§ **Problem details**
Review the material and extract every line in which the word "FROM" occurs.

§ **Source data**
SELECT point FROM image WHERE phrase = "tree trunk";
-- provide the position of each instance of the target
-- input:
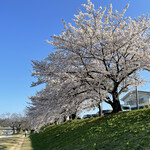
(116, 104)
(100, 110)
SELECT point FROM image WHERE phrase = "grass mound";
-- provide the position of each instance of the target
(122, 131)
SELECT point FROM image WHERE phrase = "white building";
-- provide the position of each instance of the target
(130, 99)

--

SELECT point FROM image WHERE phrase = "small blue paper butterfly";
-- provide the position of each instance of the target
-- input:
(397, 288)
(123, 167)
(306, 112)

§ **Expected answer**
SELECT point FROM image WHERE phrase = "tree trunk";
SELECT point FROM image WHERE phrase = "grass mound";
SELECT point FROM image WHERE phrase = "white building";
SELECT point FROM image WHERE phrase = "small blue paper butterfly";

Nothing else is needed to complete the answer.